++++ EXTRACTED MATERIAL ++++

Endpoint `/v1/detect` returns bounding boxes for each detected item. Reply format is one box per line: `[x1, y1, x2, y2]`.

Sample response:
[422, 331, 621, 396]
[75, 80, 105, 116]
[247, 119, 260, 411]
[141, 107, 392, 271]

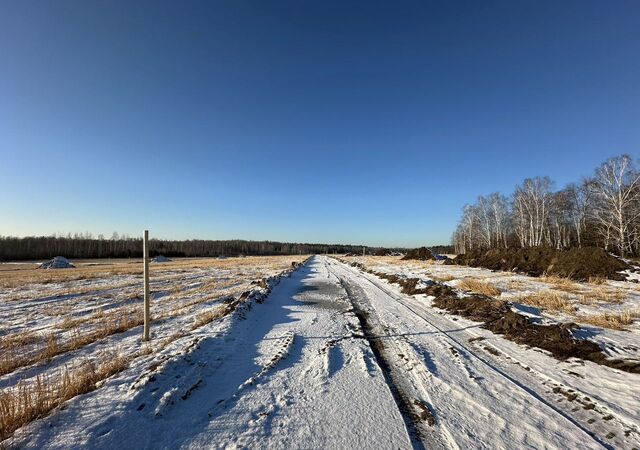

++++

Reproduce the items above word for word, leaving out the picture.

ANSWER TO THE TASK =>
Endpoint `/v1/detect` returns bounding boxes for each detected item. Reply format is one box per line: `[x1, y1, x2, y2]`.

Sample response:
[422, 331, 621, 396]
[75, 80, 105, 116]
[247, 119, 260, 411]
[141, 107, 392, 271]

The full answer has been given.